### THE DATA
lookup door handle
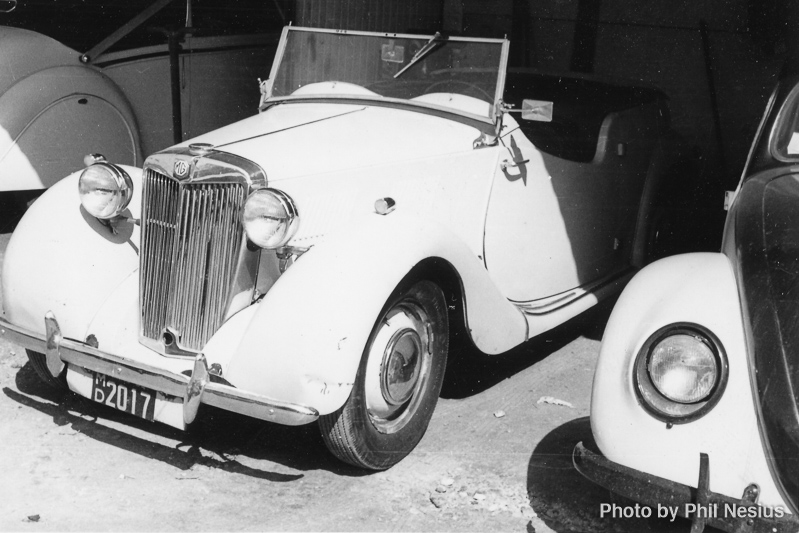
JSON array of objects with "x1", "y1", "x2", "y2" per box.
[{"x1": 501, "y1": 158, "x2": 529, "y2": 171}]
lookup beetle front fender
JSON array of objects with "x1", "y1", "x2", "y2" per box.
[
  {"x1": 221, "y1": 210, "x2": 528, "y2": 415},
  {"x1": 1, "y1": 166, "x2": 142, "y2": 340},
  {"x1": 591, "y1": 252, "x2": 785, "y2": 508}
]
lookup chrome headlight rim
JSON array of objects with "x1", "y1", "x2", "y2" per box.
[
  {"x1": 78, "y1": 162, "x2": 134, "y2": 220},
  {"x1": 633, "y1": 322, "x2": 728, "y2": 424},
  {"x1": 241, "y1": 187, "x2": 300, "y2": 249}
]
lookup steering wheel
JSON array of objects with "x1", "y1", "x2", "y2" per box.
[{"x1": 423, "y1": 80, "x2": 492, "y2": 102}]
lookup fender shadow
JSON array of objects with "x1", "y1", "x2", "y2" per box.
[
  {"x1": 526, "y1": 417, "x2": 699, "y2": 533},
  {"x1": 9, "y1": 362, "x2": 369, "y2": 477}
]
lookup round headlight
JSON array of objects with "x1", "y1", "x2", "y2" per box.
[
  {"x1": 241, "y1": 188, "x2": 299, "y2": 249},
  {"x1": 634, "y1": 323, "x2": 728, "y2": 423},
  {"x1": 78, "y1": 163, "x2": 133, "y2": 219},
  {"x1": 648, "y1": 334, "x2": 717, "y2": 403}
]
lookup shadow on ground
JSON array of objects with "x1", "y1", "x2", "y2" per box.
[
  {"x1": 527, "y1": 417, "x2": 707, "y2": 533},
  {"x1": 442, "y1": 296, "x2": 614, "y2": 400},
  {"x1": 10, "y1": 361, "x2": 366, "y2": 479},
  {"x1": 5, "y1": 274, "x2": 617, "y2": 483}
]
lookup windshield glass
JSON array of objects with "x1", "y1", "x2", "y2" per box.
[{"x1": 267, "y1": 27, "x2": 507, "y2": 121}]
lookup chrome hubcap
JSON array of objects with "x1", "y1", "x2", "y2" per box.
[
  {"x1": 364, "y1": 301, "x2": 431, "y2": 434},
  {"x1": 381, "y1": 329, "x2": 422, "y2": 406}
]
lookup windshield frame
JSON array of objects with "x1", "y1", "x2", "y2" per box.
[{"x1": 260, "y1": 26, "x2": 510, "y2": 131}]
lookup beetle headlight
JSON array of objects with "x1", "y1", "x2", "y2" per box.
[
  {"x1": 241, "y1": 188, "x2": 299, "y2": 249},
  {"x1": 78, "y1": 163, "x2": 133, "y2": 219},
  {"x1": 634, "y1": 323, "x2": 728, "y2": 423}
]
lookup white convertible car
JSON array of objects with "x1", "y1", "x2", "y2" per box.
[{"x1": 1, "y1": 26, "x2": 683, "y2": 469}]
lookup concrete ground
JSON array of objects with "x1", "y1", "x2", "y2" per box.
[{"x1": 0, "y1": 204, "x2": 697, "y2": 532}]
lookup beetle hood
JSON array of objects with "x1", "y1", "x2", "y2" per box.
[
  {"x1": 179, "y1": 101, "x2": 484, "y2": 182},
  {"x1": 733, "y1": 172, "x2": 799, "y2": 513}
]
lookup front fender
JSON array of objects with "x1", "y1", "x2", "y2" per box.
[
  {"x1": 0, "y1": 65, "x2": 141, "y2": 191},
  {"x1": 220, "y1": 210, "x2": 527, "y2": 415},
  {"x1": 591, "y1": 252, "x2": 785, "y2": 508},
  {"x1": 1, "y1": 166, "x2": 142, "y2": 340}
]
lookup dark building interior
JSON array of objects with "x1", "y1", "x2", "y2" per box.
[{"x1": 1, "y1": 0, "x2": 795, "y2": 250}]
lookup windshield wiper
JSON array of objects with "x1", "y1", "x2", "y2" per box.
[{"x1": 394, "y1": 31, "x2": 446, "y2": 79}]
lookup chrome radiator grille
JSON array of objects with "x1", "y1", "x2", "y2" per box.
[{"x1": 140, "y1": 169, "x2": 247, "y2": 352}]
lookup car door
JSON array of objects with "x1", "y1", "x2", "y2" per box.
[{"x1": 483, "y1": 96, "x2": 660, "y2": 303}]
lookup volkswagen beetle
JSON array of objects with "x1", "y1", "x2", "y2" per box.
[
  {"x1": 2, "y1": 25, "x2": 683, "y2": 469},
  {"x1": 573, "y1": 72, "x2": 799, "y2": 531}
]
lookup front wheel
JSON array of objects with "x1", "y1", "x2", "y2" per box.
[
  {"x1": 319, "y1": 280, "x2": 449, "y2": 470},
  {"x1": 26, "y1": 349, "x2": 68, "y2": 390}
]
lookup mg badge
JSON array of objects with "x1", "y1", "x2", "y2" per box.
[{"x1": 173, "y1": 160, "x2": 190, "y2": 178}]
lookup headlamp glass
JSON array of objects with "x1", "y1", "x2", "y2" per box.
[
  {"x1": 78, "y1": 163, "x2": 133, "y2": 219},
  {"x1": 241, "y1": 188, "x2": 299, "y2": 249},
  {"x1": 648, "y1": 334, "x2": 718, "y2": 403}
]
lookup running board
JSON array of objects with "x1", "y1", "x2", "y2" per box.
[{"x1": 512, "y1": 268, "x2": 636, "y2": 316}]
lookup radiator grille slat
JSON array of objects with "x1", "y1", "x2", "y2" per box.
[{"x1": 140, "y1": 169, "x2": 246, "y2": 353}]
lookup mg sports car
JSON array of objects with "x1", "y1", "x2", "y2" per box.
[{"x1": 2, "y1": 25, "x2": 684, "y2": 469}]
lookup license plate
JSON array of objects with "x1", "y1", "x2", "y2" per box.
[{"x1": 91, "y1": 373, "x2": 157, "y2": 421}]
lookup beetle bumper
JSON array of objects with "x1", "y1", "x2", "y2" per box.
[
  {"x1": 573, "y1": 442, "x2": 798, "y2": 533},
  {"x1": 0, "y1": 313, "x2": 319, "y2": 428}
]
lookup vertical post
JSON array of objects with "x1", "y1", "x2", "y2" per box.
[
  {"x1": 699, "y1": 20, "x2": 726, "y2": 177},
  {"x1": 168, "y1": 31, "x2": 183, "y2": 145}
]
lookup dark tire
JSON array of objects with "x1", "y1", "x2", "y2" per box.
[
  {"x1": 319, "y1": 280, "x2": 449, "y2": 470},
  {"x1": 26, "y1": 349, "x2": 68, "y2": 390}
]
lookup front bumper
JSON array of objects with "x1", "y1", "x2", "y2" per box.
[
  {"x1": 0, "y1": 312, "x2": 319, "y2": 428},
  {"x1": 573, "y1": 442, "x2": 799, "y2": 533}
]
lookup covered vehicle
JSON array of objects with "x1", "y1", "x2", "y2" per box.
[
  {"x1": 0, "y1": 0, "x2": 283, "y2": 194},
  {"x1": 2, "y1": 26, "x2": 682, "y2": 469},
  {"x1": 573, "y1": 71, "x2": 799, "y2": 531}
]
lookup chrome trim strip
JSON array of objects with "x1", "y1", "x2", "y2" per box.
[
  {"x1": 262, "y1": 96, "x2": 497, "y2": 134},
  {"x1": 493, "y1": 39, "x2": 511, "y2": 122},
  {"x1": 513, "y1": 268, "x2": 635, "y2": 316},
  {"x1": 285, "y1": 25, "x2": 507, "y2": 44},
  {"x1": 0, "y1": 316, "x2": 319, "y2": 426}
]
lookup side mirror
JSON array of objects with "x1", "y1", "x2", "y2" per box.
[{"x1": 521, "y1": 99, "x2": 554, "y2": 122}]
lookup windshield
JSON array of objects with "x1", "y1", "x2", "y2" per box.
[{"x1": 266, "y1": 27, "x2": 508, "y2": 122}]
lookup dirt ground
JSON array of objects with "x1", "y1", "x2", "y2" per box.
[{"x1": 0, "y1": 213, "x2": 698, "y2": 533}]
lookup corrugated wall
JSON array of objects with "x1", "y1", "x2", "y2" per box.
[{"x1": 294, "y1": 0, "x2": 443, "y2": 33}]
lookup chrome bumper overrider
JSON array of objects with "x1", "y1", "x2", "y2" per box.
[{"x1": 0, "y1": 312, "x2": 319, "y2": 427}]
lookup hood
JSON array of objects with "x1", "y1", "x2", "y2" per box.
[
  {"x1": 179, "y1": 101, "x2": 484, "y2": 182},
  {"x1": 733, "y1": 172, "x2": 799, "y2": 513}
]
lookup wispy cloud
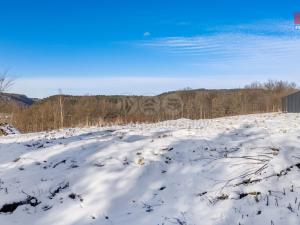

### WORK TO BE COMPLETED
The word "beetle" may appear in several lines of the data; copy every line where it does.

### RESPONSE FOR THIS EXERCISE
lookup beetle front fender
lookup beetle headlight
lookup beetle hood
lookup volkswagen beetle
lookup beetle bumper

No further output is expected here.